» **Given text**:
[Start of section]

Lagging Behind the West

Today, the eastern German economy is still in a sorry state, and there are no indications that the situation will change. An estimated €1.3 trillion ($1.6 trillion) have flowed from the former West Germany to the former East Germany over the last 20 years. But what has that money achieved? Historic neighborhoods have been restored, new autobahns built and the telephone network brought up to date, but most of the money was spent on social benefits such as welfare payments. The anticipated economic upswing failed to materialize.

Some eastern cities, like Leipzig, Dresden, Jena and Erfurt, have experienced economic development. The state of Thuringia has a relatively robust auto industry, and there are successful high-tech companies in Saxony. Research institutes and universities are doing well, thanks in part to generous government subsidies.

But the success stories are rare. Most of eastern Germany has turned into an economically depressed region that lags behind the west in all respects:

The per capita economic output in the east is only at 71 percent of the western level, with a disproportionately high share of economic output attributable to the public sector. The economic output generated by the private economy is only at 66 percent of the western level.


To close the gap, the eastern German economy would have to grow more rapidly than in western Germany, but precisely the opposite is the case. Germany's leading economic research institutes expect the economy in eastern Germany to grow by 1.1 percent this year, compared with 1.5 percent in the west.

[End of section]

» **Material shown**:
[Start of section]

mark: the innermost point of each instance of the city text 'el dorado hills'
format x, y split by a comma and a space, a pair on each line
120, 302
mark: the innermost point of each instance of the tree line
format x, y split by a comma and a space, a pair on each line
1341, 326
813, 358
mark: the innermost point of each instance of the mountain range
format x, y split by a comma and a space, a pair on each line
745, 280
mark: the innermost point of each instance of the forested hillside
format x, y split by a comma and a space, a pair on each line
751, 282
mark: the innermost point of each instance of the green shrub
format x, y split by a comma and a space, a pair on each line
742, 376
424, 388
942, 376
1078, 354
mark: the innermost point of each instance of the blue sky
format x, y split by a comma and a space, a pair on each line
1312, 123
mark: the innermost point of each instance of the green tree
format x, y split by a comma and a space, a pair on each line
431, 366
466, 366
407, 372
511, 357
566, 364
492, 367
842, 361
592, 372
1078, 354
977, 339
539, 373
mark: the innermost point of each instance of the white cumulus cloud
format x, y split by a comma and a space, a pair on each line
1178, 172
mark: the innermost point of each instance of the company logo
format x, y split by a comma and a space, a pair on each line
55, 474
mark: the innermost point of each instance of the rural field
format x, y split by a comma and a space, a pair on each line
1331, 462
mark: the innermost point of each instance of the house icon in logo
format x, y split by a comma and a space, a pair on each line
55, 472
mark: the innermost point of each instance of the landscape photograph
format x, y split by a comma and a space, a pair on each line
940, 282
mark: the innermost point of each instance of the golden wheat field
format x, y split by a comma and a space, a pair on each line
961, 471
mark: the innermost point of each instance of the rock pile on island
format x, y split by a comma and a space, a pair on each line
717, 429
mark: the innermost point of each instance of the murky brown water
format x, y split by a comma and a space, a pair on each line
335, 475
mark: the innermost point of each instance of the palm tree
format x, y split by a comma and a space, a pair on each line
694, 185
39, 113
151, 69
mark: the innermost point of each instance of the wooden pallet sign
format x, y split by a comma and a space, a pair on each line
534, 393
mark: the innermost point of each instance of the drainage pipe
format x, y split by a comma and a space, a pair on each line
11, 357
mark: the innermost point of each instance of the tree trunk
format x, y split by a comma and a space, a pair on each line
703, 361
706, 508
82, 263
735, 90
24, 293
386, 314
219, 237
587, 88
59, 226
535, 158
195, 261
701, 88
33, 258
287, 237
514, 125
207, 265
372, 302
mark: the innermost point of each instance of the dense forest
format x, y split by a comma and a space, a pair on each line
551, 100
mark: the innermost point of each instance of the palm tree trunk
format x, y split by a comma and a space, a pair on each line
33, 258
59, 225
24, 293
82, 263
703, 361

[End of section]

» **The problem**:
Pick up the passage on eastern Germany's economic lag behind the west after its final sentence and continue it.

» **Response to this task**:
Since the fall of the Berlin Wall, the population of eastern Germany has declined by almost 2 million people, a trend that is continuing unabated.


The proportion of household income derived from welfare payments is 20 percent higher in the east than in the west.


Of Germany's 100 largest industrial companies and 100 largest service providers, not one has its headquarters in eastern Germany.

Politicians across the political spectrum tend to sugarcoat the meager economic results of reunification. Chancellor Angela Merkel, the leader of the center-right Christian Democratic Union (CDU), is fond of saying that "a great deal has been achieved" in the development of the east. Former Transport Minister Wolfgang Tiefensee of the center-left Social Democratic Party (SPD), who is also a former commissioner in charge of developing eastern Germany, says jubilantly: "We have successfully made it three-quarters of the way."

"We are firmly convinced that the creative forces of the people that have now been unleashed will lead to a new Wirtschaftswunder," then-Chancellor Helmut Kohl proclaimed on June 5, 1990, referring to the "economic miracle" of postwar West Germany. But anyone who travels through eastern Germany today, 20 years later, will encounter failed mega-projects, depopulated downtown areas and many people who haven't had a regular job in two decades.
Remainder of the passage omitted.